---------- DOCUMENT SEGMENT

Does a name determine one’s destiny?
Some say that names are
destiny. Surely jurist Learned Hand was doomed at his christening to
take up the law, just as John Wisdom took up philosophy or Brandon Belt
picked up a baseball bat. I am indebted to New Scientist magazine
for what I know about “nominative determinism,” a spoof discipline that
purports to test the notion that people tend to gravitate towards areas
of work that fit their name. Evidence includes a book on polar
explorations by Daniel Snowman and an article on urology by a researcher
named Weedon.
My
surname, as most people guess, is German in origin, as were my father’s
clan. Most surnames derive from one’s ancestors’ family trade. The old
Krohes were farmers and flax weavers, and according to the ancient
European way, might well have become known as Bauers or Webers, after
their crafts. Alas, my name derives from “Kroh,” which in the Middle
High German was a nickname for someone who reminded others of a crow.
Perhaps I was doomed to become an opinion monger. My feathers are easily
ruffled. My first column was called “As the Crow Flies,” a title I was
so taken with that I became a column-writer just so I could use it. I
even peck at a computer keyboard.
Of
course, some native peoples believed that the crow had the power of
speech and was considered to be one of the wisest of birds. (The native
people were very wise.) Unfortunately, the crow has other attributes
that are not so noble. Yes, they are among the most intelligent birds on
the planet. They use tools, and they learn from each other. But they
also are capable of bearing a grudge. Many a researcher has recorded
how, after they had offended crows by trying to capture them or
interfered with their feeding, the birds would remember them and attack
them whenever they saw them again, sometimes (as happened once to
ornithologist H. David Bohlen in Washington Park) singling them out in a
crowd of people. Apparently they teach their young this animus, or
rather, the young learn it by watching their elders.
Were they human, they would
all be in finance; Bohlen, the Birdman of Sangamon, has seen crows
piling corncobs or clods of dirt atop dead birds to hide them and keep
others from eating them – what amounts to tax evasion among the
corvidae. What the crow can’t kill it will steal. The animal is not
known in England (although its close cousins the rook and the raven are)
and when English emigrant Eliza Farnham made their acquaintance in
Tazewell County in the 1830s she found them “a downright pest to the
ripe and ripening crops; assembling in flocks almost like a cloud, they
require all the farmer’s vigilance to prevent their flying away with the
fruits of his industry.”

--------------------
---------- DATA ENTRIES

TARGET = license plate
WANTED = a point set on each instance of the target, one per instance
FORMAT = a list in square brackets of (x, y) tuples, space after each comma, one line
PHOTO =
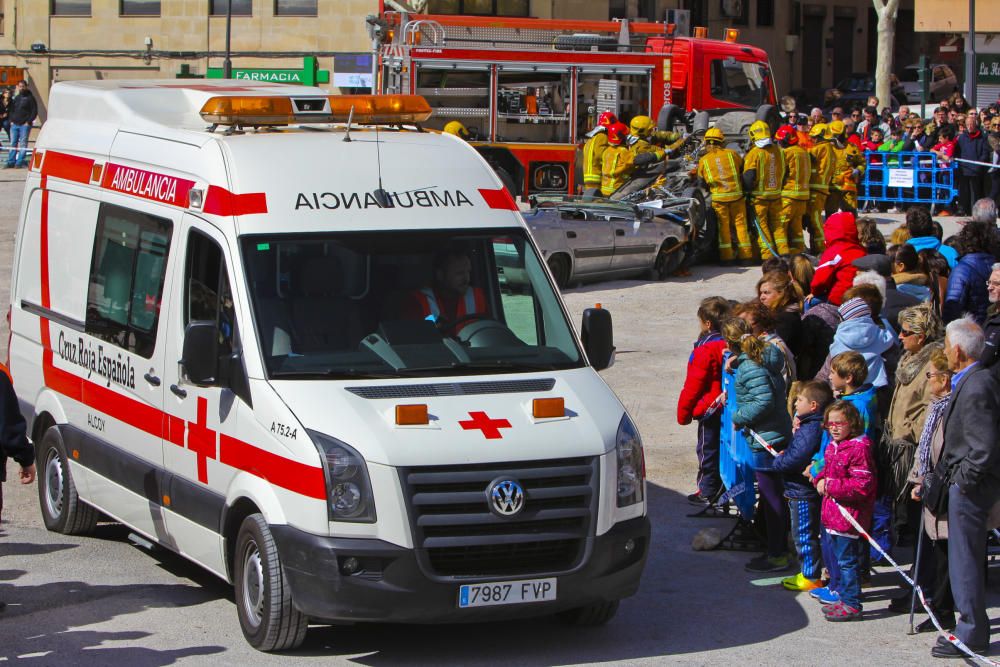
[(506, 592)]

--------------------

**EXERCISE REQUIREMENTS**
• 1. Would you reproduce the license plate records above line by line, leaving out the pictures?
• 2. Could you carry on the essay about names and destiny, starting right after its last sentence?

**TASK-BY-TASK OUTPUTS**
• 1.
TARGET = license plate
WANTED = a point set on each instance of the target, one per instance
FORMAT = a list in square brackets of (x, y) tuples, space after each comma, one line
PHOTO =
[(506, 592)]

• 2.
Crows will eat anything, dead or alive.
The
carrion crow fed on the corpses of the battlefield. Crows have been
known to attack newborn lambs and calves by pecking out their eyes,
blinding and weakening the animals by loss of blood so they can be more
easily killed and eaten. Crows will attack eagles and kill hawks; there
is very good
reason why farmers erect scarecrows and not scarewarblers or
scarepigeons to frighten other birds from their fields.
Apparently
young crows are moving to our cities for the same reasons human young
do – the pickins are easier there. But you wouldn’t want them in your
neighborhood. Other birds don’t, anyway. In 2010 I found myself in
California. My backyard was a birder’s delight; I sat at my desk and
watched titmouse and eastern bluebirds, black phoebes and variegated
thrushes, downy woodpeckers, warblers and bushtits and lots more. Then
the crows came. Over the next two years the songbirds and others
disappeared.
Even when
they don’t cause trouble they foretell it. The Roman augur interpreted
the will of the gods by studying the flight of birds. Sejanus, prefect
of the Praetorian Guard under Tiberius and later consul, was ordered
arrested and executed, (probably) for conspiring against Tiberius.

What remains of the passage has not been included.